[[ DATA FOR THIS EXERCISE, beginning ]]
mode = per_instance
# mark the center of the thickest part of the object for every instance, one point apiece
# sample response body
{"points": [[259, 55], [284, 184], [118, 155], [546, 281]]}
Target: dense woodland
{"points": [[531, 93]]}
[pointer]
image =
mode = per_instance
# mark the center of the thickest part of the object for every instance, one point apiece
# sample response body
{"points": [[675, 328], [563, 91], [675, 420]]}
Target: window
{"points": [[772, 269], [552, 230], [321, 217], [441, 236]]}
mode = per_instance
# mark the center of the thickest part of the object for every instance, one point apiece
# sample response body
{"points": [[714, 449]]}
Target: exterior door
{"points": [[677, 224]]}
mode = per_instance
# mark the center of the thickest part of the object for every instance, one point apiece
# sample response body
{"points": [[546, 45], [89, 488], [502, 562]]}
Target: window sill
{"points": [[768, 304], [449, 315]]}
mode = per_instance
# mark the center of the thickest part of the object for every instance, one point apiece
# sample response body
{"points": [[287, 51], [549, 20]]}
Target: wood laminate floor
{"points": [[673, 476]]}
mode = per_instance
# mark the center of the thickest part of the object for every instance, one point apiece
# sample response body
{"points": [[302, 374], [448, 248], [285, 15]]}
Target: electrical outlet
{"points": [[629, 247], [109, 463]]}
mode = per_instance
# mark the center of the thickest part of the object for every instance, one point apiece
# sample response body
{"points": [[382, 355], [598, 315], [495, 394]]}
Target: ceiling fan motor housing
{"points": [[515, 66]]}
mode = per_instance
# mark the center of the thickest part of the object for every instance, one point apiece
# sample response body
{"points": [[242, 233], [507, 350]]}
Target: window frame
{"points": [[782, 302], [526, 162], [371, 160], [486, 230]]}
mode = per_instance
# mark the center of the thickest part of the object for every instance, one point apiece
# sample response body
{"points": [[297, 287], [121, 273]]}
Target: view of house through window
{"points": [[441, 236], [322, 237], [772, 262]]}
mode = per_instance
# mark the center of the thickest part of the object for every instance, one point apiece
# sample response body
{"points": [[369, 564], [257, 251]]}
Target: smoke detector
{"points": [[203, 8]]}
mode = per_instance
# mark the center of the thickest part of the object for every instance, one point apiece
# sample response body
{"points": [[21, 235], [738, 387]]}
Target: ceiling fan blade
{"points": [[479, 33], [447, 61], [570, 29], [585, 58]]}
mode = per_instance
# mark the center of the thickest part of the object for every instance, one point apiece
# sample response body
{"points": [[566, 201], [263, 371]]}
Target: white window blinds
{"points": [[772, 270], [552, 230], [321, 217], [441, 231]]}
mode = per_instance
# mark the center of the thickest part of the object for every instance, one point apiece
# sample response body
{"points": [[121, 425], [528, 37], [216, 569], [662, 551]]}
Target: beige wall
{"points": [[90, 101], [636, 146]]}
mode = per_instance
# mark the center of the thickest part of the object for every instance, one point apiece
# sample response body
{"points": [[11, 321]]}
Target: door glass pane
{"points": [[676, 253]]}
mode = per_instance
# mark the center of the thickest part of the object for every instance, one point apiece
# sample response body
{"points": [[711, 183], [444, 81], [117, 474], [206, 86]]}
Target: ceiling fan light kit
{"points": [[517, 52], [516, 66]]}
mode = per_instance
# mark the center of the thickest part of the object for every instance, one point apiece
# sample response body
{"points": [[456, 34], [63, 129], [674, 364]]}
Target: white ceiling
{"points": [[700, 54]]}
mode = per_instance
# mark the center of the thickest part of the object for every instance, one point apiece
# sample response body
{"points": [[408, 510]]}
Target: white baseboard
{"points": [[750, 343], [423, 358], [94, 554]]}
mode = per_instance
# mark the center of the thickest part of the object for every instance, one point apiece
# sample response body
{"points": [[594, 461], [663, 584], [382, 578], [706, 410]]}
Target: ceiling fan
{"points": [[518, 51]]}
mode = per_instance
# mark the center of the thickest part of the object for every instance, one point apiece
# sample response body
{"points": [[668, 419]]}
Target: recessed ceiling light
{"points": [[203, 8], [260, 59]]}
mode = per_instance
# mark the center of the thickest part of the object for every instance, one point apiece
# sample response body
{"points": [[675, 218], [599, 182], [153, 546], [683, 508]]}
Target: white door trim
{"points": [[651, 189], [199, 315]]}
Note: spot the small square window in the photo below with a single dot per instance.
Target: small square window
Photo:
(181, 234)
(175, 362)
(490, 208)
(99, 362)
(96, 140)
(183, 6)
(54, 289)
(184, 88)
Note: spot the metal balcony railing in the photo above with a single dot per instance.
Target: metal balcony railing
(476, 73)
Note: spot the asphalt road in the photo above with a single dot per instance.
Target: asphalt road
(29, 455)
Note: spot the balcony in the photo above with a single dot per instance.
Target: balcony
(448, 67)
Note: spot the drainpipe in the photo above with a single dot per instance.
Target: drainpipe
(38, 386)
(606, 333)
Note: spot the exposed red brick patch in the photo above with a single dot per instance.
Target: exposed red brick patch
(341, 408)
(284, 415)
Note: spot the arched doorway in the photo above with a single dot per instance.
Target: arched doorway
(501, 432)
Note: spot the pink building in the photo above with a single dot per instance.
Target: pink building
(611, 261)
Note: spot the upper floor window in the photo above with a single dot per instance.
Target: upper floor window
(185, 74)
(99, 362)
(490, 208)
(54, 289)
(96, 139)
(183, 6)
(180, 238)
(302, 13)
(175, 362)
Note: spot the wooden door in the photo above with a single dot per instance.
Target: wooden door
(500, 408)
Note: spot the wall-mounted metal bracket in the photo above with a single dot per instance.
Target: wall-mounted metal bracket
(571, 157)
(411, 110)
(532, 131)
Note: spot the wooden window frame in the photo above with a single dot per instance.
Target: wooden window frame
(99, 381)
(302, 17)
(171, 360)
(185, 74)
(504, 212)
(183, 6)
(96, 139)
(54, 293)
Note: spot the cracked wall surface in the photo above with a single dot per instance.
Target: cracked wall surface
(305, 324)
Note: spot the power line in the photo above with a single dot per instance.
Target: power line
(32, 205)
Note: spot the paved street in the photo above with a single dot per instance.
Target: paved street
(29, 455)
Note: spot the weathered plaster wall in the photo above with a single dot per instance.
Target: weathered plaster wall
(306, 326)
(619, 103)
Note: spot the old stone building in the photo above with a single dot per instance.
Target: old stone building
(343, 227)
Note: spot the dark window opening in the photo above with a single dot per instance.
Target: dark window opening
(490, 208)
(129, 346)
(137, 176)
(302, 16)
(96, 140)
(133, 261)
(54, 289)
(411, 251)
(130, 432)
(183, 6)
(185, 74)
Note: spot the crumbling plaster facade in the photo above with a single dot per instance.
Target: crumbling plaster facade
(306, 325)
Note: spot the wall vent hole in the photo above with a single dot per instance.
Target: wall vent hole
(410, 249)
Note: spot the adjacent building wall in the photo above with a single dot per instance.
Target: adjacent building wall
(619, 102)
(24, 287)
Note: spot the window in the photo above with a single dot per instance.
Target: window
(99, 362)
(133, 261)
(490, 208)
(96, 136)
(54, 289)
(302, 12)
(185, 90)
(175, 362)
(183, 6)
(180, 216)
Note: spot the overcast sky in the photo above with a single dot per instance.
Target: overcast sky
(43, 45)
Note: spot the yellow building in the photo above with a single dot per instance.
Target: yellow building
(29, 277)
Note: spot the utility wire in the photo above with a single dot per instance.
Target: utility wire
[[ DATA FOR THIS EXERCISE, end ]]
_REQUIRED ACTION_.
Repeat all the entries exactly as given.

_EXERCISE RESPONSE_.
mode = per_instance
# mark the center of the thickest part of the object for every instance, one point apiece
# sample response body
{"points": [[259, 55], [284, 184], [118, 155], [546, 281]]}
Target: dense woodland
{"points": [[531, 93]]}
[pointer]
image =
mode = per_instance
# mark the center of the thickest part of the object for every instance, one point apiece
# sample response body
{"points": [[675, 328], [563, 91], [675, 420]]}
Target: window
{"points": [[772, 269], [552, 230], [321, 217], [441, 236]]}
mode = per_instance
# mark the center of the thickest part of the object for every instance, one point apiece
# sample response body
{"points": [[714, 449]]}
Target: exterior door
{"points": [[677, 224]]}
mode = per_instance
# mark the center of the thickest part of the object for every instance, one point apiece
# sample response body
{"points": [[546, 45], [89, 488], [502, 562]]}
Target: window sill
{"points": [[768, 304], [449, 315]]}
mode = per_instance
# mark the center of the thickest part of the object for every instance, one point apiece
# sample response body
{"points": [[287, 51], [549, 20]]}
Target: wood laminate floor
{"points": [[673, 476]]}
mode = per_instance
# mark the center of the thickest part of the object for every instance, one point apiece
# sample response body
{"points": [[302, 374], [448, 248], [285, 15]]}
Target: electrical outlet
{"points": [[629, 247], [109, 463]]}
mode = per_instance
# mark the center of the thickest part of the object for every instance, one point apiece
# sample response body
{"points": [[382, 355], [598, 315], [495, 394]]}
Target: ceiling fan motor housing
{"points": [[515, 66]]}
mode = per_instance
# mark the center of the thickest part of the object for every instance, one point apiece
# sample response body
{"points": [[242, 233], [507, 350]]}
Target: window frame
{"points": [[782, 302], [526, 162], [371, 160], [486, 230]]}
mode = per_instance
# mark the center of the thickest part of the object for every instance, one point apiece
# sample response body
{"points": [[297, 287], [121, 273]]}
Target: view of house through window
{"points": [[441, 236], [322, 237], [772, 262]]}
mode = per_instance
# mark the center of the thickest part of the object for every instance, one point apiece
# sample response body
{"points": [[369, 564], [257, 251]]}
Target: smoke detector
{"points": [[203, 8]]}
mode = per_instance
# mark the center of the thickest part of the object for every instance, one point apiece
# sample response body
{"points": [[21, 235], [738, 387]]}
Target: ceiling fan blade
{"points": [[479, 33], [447, 61], [570, 29], [585, 58]]}
mode = per_instance
# mark the center of the thickest part of the object for every instance, one point apiece
# sample response body
{"points": [[566, 201], [263, 371]]}
Target: white window blinds
{"points": [[772, 270], [552, 230], [321, 217], [441, 231]]}
mode = per_instance
# mark the center of the thickest part of the object for every instance, one point apiece
# sample response body
{"points": [[121, 425], [528, 37], [216, 569], [662, 551]]}
Target: beige wall
{"points": [[90, 101], [636, 146]]}
mode = per_instance
# mark the center of the thickest part of the object for every instance, one point apiece
# sample response body
{"points": [[11, 321]]}
Target: door glass pane
{"points": [[676, 253]]}
mode = per_instance
# mark the center of the thickest part of the object for every instance, one point apiece
# sample response body
{"points": [[711, 183], [444, 81], [117, 474], [206, 86]]}
Target: ceiling fan light kit
{"points": [[517, 52], [516, 66]]}
mode = per_instance
# mark the center of the thickest part of the object for every instance, one point apiece
# sample response body
{"points": [[456, 34], [63, 129], [674, 364]]}
Target: white ceiling
{"points": [[700, 54]]}
mode = per_instance
# mark the center of the thickest part of the object for every instance, one point apiece
# sample response body
{"points": [[408, 510]]}
Target: white baseboard
{"points": [[750, 343], [423, 358], [94, 554]]}
mode = per_instance
# mark the center of the thickest part of the object for every instance, one point apiece
# sample response body
{"points": [[594, 461], [663, 584], [382, 578], [706, 410]]}
Target: ceiling fan
{"points": [[518, 51]]}
mode = per_instance
# mark the center of the thickest part of the object for every instance, one point apiece
# sample response body
{"points": [[668, 419]]}
Target: recessed ceiling light
{"points": [[203, 8], [260, 59]]}
mode = per_instance
# mark the center of the thickest part of the object for every instance, one point apiece
# sample response body
{"points": [[675, 218], [599, 182], [153, 546], [683, 508]]}
Target: white door trim
{"points": [[651, 189], [199, 315]]}
Note: spot the small square window in the photo below with a single dot per instance.
Target: small square window
Photo:
(181, 234)
(175, 362)
(490, 208)
(99, 362)
(96, 140)
(183, 6)
(54, 289)
(184, 88)
Note: spot the metal balcony railing in the photo above with a single dot per instance.
Target: metal balcony railing
(476, 73)
Note: spot the asphalt road in the photo above with a single dot per instance.
Target: asphalt road
(29, 455)
Note: spot the balcony in the photo above with a single dot per instance.
Target: balcony
(448, 67)
Note: spot the drainpipe in the photo above with a single dot per instance.
Target: drainpipe
(38, 386)
(606, 333)
Note: spot the exposed red brick patch in the photo above with a single dot per instance.
Target: exposed red brick patch
(341, 408)
(284, 415)
Note: spot the arched doorway in the photo above with a single dot per instance.
Target: arched doorway
(501, 432)
Note: spot the pink building in the photo above with a single dot per instance.
Target: pink building
(611, 261)
Note: spot the upper floor window in the photo above with a single dot per instance.
Target: upper floor window
(185, 74)
(99, 362)
(490, 208)
(54, 289)
(96, 139)
(183, 6)
(180, 238)
(302, 13)
(175, 362)
Note: spot the wooden door in the photo above with a single dot per instance.
Target: wooden door
(500, 408)
Note: spot the wall-mounted metal bracket in the photo above with a single dot per instance.
Target: wall-mounted metal bracket
(571, 157)
(411, 110)
(532, 131)
Note: spot the wooden window frame in the photo above with a single dot per instance.
Target: wooden window frame
(99, 381)
(302, 17)
(171, 360)
(185, 74)
(504, 212)
(183, 6)
(96, 139)
(54, 293)
Note: spot the cracked wall surface in the photo above with a single dot per instance.
Target: cracked wall surface
(305, 324)
Note: spot the power line in the photo above with a single dot per instance.
Target: power line
(32, 205)
Note: spot the paved street in the photo above with a single dot per instance.
Target: paved street
(29, 455)
Note: spot the weathered plaster wall in the photo above with a single dot per instance.
Target: weathered plaster wall
(306, 326)
(619, 103)
Note: spot the old stone building in the photo above with a single dot per instance.
Target: old stone building
(343, 227)
Note: spot the dark window opening in the photo above with a single dot per instance.
Target: dark window opening
(490, 208)
(129, 346)
(137, 176)
(302, 16)
(96, 140)
(133, 261)
(54, 289)
(411, 251)
(130, 432)
(183, 6)
(185, 74)
Note: spot the crumbling plaster facade in the photo above with a single dot per instance.
Target: crumbling plaster facade
(306, 325)
Note: spot the wall vent hole in the photo above with a single dot per instance.
Target: wall vent hole
(410, 249)
Note: spot the adjacent building wall in the photo above with a single dot per instance.
Target: adjacent building wall
(619, 102)
(24, 287)
Note: spot the window in the photo above with a single dot per instance.
Target: window
(99, 362)
(133, 261)
(490, 208)
(96, 136)
(54, 289)
(302, 12)
(185, 90)
(175, 362)
(183, 6)
(180, 216)
Note: spot the overcast sky in the photo above with a single dot per instance.
Target: overcast sky
(43, 45)
Note: spot the yellow building in the photo above with a single dot per instance.
Target: yellow building
(29, 277)
Note: spot the utility wire in the photo above with a single dot per instance.
Target: utility wire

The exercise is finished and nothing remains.